— Page extract —
★ ★ ★ ★
Fourier-RNNs for Modelling Noisy Physics Data
- URL: http://arxiv.org/abs/2302.06534v1
- Date: Mon, 13 Feb 2023 17:22:07 GMT
- Title: Fourier-RNNs for Modelling Noisy Physics Data
- Authors: Vignesh Gopakumar, Stanislas Pamela, Lorenzo Zanisi
- Abstract summary: We propose a novel sequential model built to handle Physics relevant data by way of amalgamating the conventional RNN architecture with that of the Fourier Neural Operators (FNO)
While the Fourier-RNN performs identical to the FNO when handling PDE data, it outperforms the FNO and the conventional RNN when deployed in modelling noisy, non-Markovian data.
- Score: 0.0
- License: http://creativecommons.org/licenses/by/4.0/
- Abstract: Classical sequential models employed in time-series prediction rely on
learning the mappings from the past to the future instances by way of a hidden
state. The Hidden states characterise the historical information and encode the
required temporal dependencies. However, most existing sequential models
operate within finite-dimensional Euclidean spaces which offer limited
functionality when employed in modelling physics relevant data. Alternatively
recent work with neural operator learning within the Fourier space has shown
efficient strategies for parameterising Partial Differential Equations (PDE).
★ ★ ★ ★
— Dataset excerpts —
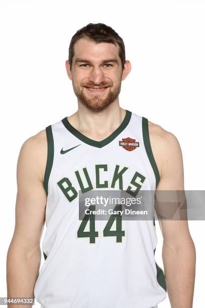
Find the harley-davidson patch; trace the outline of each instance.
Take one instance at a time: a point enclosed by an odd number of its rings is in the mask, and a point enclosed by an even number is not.
[[[133,151],[140,146],[140,142],[136,141],[135,139],[128,137],[128,138],[123,138],[122,140],[123,141],[119,141],[119,145],[127,151]]]

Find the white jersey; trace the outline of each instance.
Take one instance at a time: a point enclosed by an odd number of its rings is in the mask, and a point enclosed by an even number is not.
[[[92,224],[79,219],[80,191],[155,191],[159,174],[147,119],[126,110],[118,128],[99,141],[67,117],[47,127],[46,133],[45,261],[36,300],[41,308],[157,306],[166,287],[155,259],[154,220],[118,220],[118,234],[117,223],[111,231],[107,220]]]

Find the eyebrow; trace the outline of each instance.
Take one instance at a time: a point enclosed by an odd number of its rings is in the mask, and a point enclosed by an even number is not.
[[[82,58],[77,58],[77,59],[75,61],[75,63],[81,63],[81,62],[86,62],[88,63],[91,63],[91,62],[87,59],[82,59]],[[110,59],[106,59],[106,60],[104,60],[102,62],[102,63],[108,63],[108,62],[112,62],[113,63],[116,63],[117,64],[119,64],[118,60],[116,58],[112,58]]]

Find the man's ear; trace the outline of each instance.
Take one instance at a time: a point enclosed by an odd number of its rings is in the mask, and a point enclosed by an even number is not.
[[[68,76],[68,78],[72,80],[72,74],[70,69],[70,63],[68,60],[66,60],[65,61],[65,68],[66,69],[67,74]]]
[[[131,63],[129,60],[126,60],[124,65],[124,69],[123,69],[123,74],[122,75],[122,80],[124,80],[128,75],[130,71],[131,70]]]

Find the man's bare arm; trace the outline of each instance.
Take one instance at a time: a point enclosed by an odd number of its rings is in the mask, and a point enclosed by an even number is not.
[[[156,158],[160,180],[158,191],[184,190],[181,148],[174,135],[149,123],[150,142]],[[159,220],[163,237],[162,259],[172,308],[192,306],[195,250],[185,220]]]
[[[7,260],[7,296],[34,297],[41,253],[46,194],[43,177],[47,160],[45,130],[23,144],[17,164],[16,223]],[[8,307],[31,307],[31,305]]]

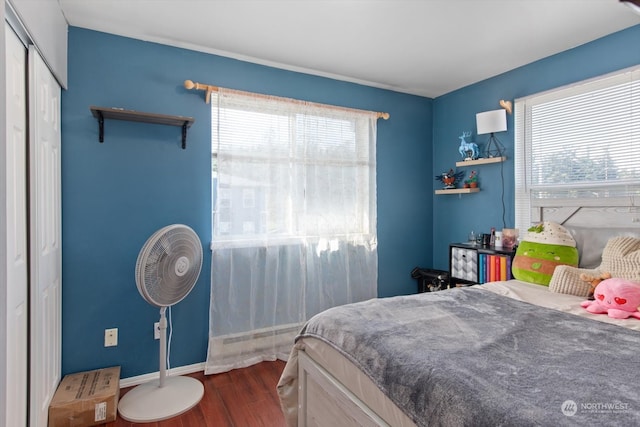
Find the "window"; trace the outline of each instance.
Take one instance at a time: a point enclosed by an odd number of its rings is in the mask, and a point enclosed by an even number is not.
[[[373,235],[375,113],[212,95],[214,241]]]
[[[542,206],[640,196],[640,67],[517,99],[516,227]]]

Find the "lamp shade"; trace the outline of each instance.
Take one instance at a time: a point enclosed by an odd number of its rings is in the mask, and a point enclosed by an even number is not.
[[[476,114],[476,127],[478,135],[504,132],[507,130],[507,112],[501,108],[499,110],[478,113]]]

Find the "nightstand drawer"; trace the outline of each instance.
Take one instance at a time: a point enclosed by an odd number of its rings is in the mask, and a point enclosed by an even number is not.
[[[451,248],[451,277],[472,282],[478,280],[478,260],[475,249]]]

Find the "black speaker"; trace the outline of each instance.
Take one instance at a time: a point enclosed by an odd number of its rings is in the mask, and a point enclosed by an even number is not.
[[[416,267],[411,278],[418,281],[418,293],[435,292],[449,287],[449,273],[444,270]]]

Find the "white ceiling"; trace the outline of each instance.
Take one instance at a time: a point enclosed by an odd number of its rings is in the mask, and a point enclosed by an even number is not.
[[[72,26],[427,97],[640,24],[618,0],[58,2]]]

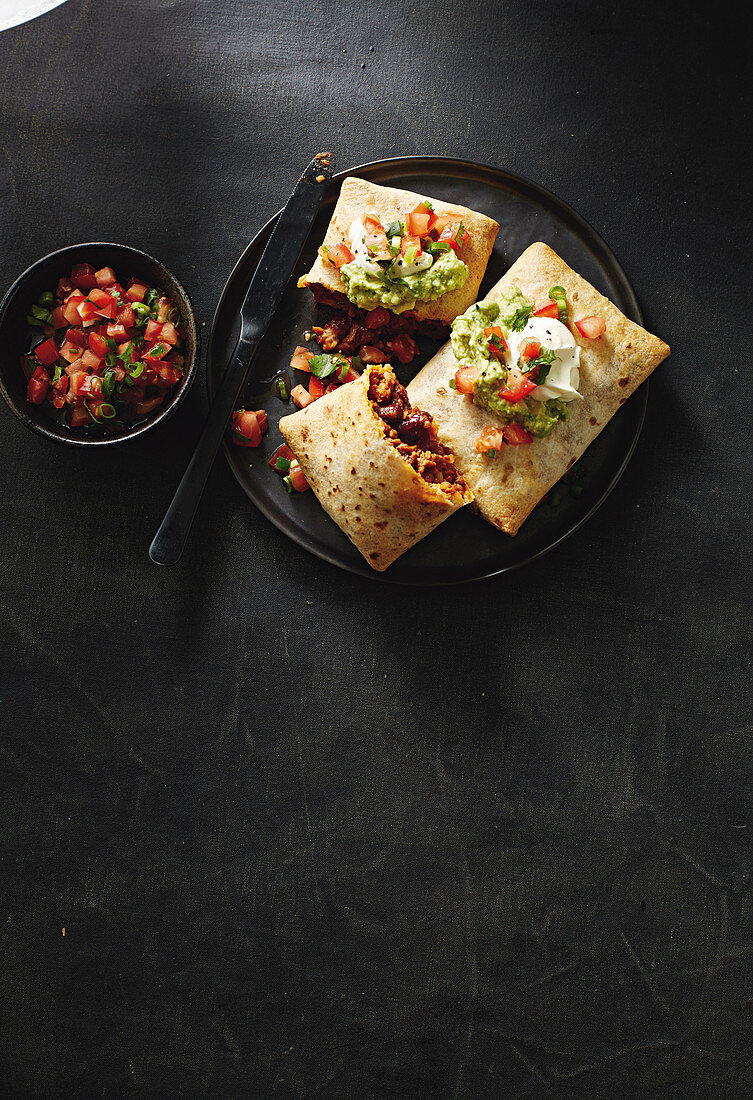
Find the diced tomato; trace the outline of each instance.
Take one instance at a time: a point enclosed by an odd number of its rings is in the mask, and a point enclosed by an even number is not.
[[[406,233],[405,237],[401,237],[400,254],[405,256],[409,249],[416,250],[416,258],[418,260],[418,257],[422,254],[423,251],[421,249],[421,238],[416,237],[414,234],[411,233]]]
[[[135,320],[136,317],[131,306],[123,306],[122,309],[118,310],[117,321],[119,324],[125,326],[126,329],[132,328]]]
[[[148,287],[144,283],[140,283],[139,279],[132,278],[129,283],[129,288],[125,292],[125,297],[130,301],[143,301],[147,290]]]
[[[306,386],[294,386],[290,396],[299,409],[304,409],[307,405],[310,405],[314,400]]]
[[[486,454],[488,451],[499,451],[502,447],[505,447],[505,436],[500,428],[485,428],[476,440],[476,450],[479,454]]]
[[[419,204],[406,218],[406,229],[416,237],[427,237],[436,223],[436,215],[425,202]]]
[[[449,226],[459,226],[456,213],[438,213],[434,216],[434,224],[432,227],[432,233],[438,237],[443,233]]]
[[[26,400],[31,402],[32,405],[41,405],[42,402],[47,396],[47,391],[49,389],[49,374],[45,371],[43,366],[37,366],[31,378],[29,380],[29,386],[26,388]]]
[[[345,242],[342,241],[340,244],[336,244],[334,249],[330,249],[326,253],[326,258],[335,267],[342,267],[343,264],[350,264],[355,257]]]
[[[554,298],[550,298],[547,302],[543,306],[539,306],[538,309],[533,310],[534,317],[554,317],[557,319],[560,317],[560,307],[557,306]]]
[[[108,336],[111,340],[128,340],[129,333],[124,324],[108,324]]]
[[[535,388],[535,382],[527,374],[523,374],[517,366],[512,366],[507,373],[507,382],[499,391],[499,396],[502,400],[511,402],[514,405],[518,402],[522,402]]]
[[[102,380],[96,374],[87,374],[78,391],[81,397],[101,397]]]
[[[86,366],[87,371],[91,371],[92,374],[99,374],[102,367],[102,360],[95,355],[92,351],[87,350],[81,355],[81,366]]]
[[[95,272],[95,278],[97,286],[111,286],[115,282],[115,273],[112,267],[100,267],[98,272]]]
[[[478,380],[477,366],[462,366],[455,371],[455,389],[458,394],[472,394]]]
[[[70,333],[68,333],[68,339],[70,339]],[[104,359],[110,351],[107,340],[104,337],[99,336],[98,332],[89,333],[89,348],[99,359]]]
[[[301,348],[300,345],[296,348],[292,353],[292,359],[290,360],[290,366],[294,371],[306,371],[309,373],[311,367],[309,366],[309,360],[313,358],[313,352],[309,351],[308,348]]]
[[[36,345],[34,354],[43,366],[52,366],[53,363],[57,362],[60,353],[54,340],[45,340],[44,343]]]
[[[77,348],[89,346],[89,333],[85,332],[84,329],[68,329],[65,338],[68,343],[76,344]]]
[[[314,399],[314,402],[319,397],[324,396],[325,388],[326,387],[322,382],[322,380],[318,378],[315,374],[312,374],[311,377],[309,378],[309,393],[311,394],[311,397]]]
[[[100,289],[91,290],[89,301],[93,301],[100,317],[107,317],[111,321],[114,320],[118,312],[118,302],[111,294],[107,294],[107,292]]]
[[[92,290],[97,286],[97,275],[91,264],[76,264],[70,272],[70,282],[79,290]]]
[[[60,346],[58,354],[62,355],[63,359],[67,360],[68,363],[75,363],[81,358],[81,349],[78,344],[71,343],[70,340],[66,340]]]
[[[84,383],[89,377],[86,371],[74,371],[70,375],[70,385],[68,387],[68,396],[78,397],[84,389]]]
[[[301,470],[297,459],[294,459],[290,463],[290,472],[288,476],[290,477],[290,484],[297,493],[306,493],[309,487],[309,483],[307,482],[306,474]]]
[[[499,326],[494,324],[488,329],[484,329],[484,336],[489,341],[489,353],[494,355],[495,359],[505,359],[505,352],[508,350],[508,342],[505,339],[505,333]]]
[[[63,316],[65,317],[68,324],[81,323],[81,318],[78,312],[78,307],[81,301],[84,301],[84,297],[74,298],[71,295],[66,301],[65,306],[63,306]]]
[[[131,310],[131,312],[133,312],[133,310]],[[178,330],[171,321],[165,321],[162,327],[162,332],[159,333],[159,339],[164,340],[165,343],[168,343],[171,348],[175,348],[178,342]]]
[[[576,321],[575,327],[586,340],[598,340],[607,331],[607,322],[603,317],[584,317]]]
[[[258,447],[262,442],[262,428],[256,413],[250,409],[236,409],[232,416],[233,442],[239,447]]]
[[[510,447],[520,447],[521,443],[532,443],[533,436],[520,424],[506,424],[503,429],[505,442]]]
[[[140,420],[142,417],[148,416],[150,413],[158,409],[164,400],[164,394],[156,394],[154,397],[145,397],[143,400],[134,402],[132,405],[134,417]]]
[[[367,329],[384,329],[385,324],[389,321],[389,314],[384,306],[377,306],[376,309],[369,309],[366,314],[366,320],[364,324]]]
[[[87,321],[93,321],[93,319],[97,317],[98,314],[99,314],[99,307],[96,306],[93,301],[87,301],[85,298],[84,301],[79,302],[78,316],[81,318],[85,324]]]
[[[288,447],[288,444],[287,443],[283,443],[280,447],[277,448],[277,450],[274,452],[274,454],[269,459],[269,465],[275,471],[275,473],[281,474],[281,473],[285,473],[285,471],[277,469],[277,460],[278,459],[285,459],[288,462],[292,462],[292,460],[295,458],[296,458],[296,455],[292,453],[292,451],[290,450],[290,448]]]
[[[141,358],[145,363],[156,363],[157,360],[164,359],[170,350],[169,344],[156,343],[148,348],[146,351],[142,352]]]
★ ★ ★ ★
— Written exercise —
Repeat the part of the Fourier-RNN listing above starting at "While the Fourier-RNN" and ending at "Differential Equations (PDE).".

— Answer to this task —
While the Fourier-RNN performs identical to the FNO when handling PDE data, it outperforms the FNO and the conventional RNN when deployed in modelling noisy, non-Markovian data.
- Score: 0.0
- License: http://creativecommons.org/licenses/by/4.0/
- Abstract: Classical sequential models employed in time-series prediction rely on
learning the mappings from the past to the future instances by way of a hidden
state. The Hidden states characterise the historical information and encode the
required temporal dependencies. However, most existing sequential models
operate within finite-dimensional Euclidean spaces which offer limited
functionality when employed in modelling physics relevant data. Alternatively
recent work with neural operator learning within the Fourier space has shown
efficient strategies for parameterising Partial Differential Equations (PDE).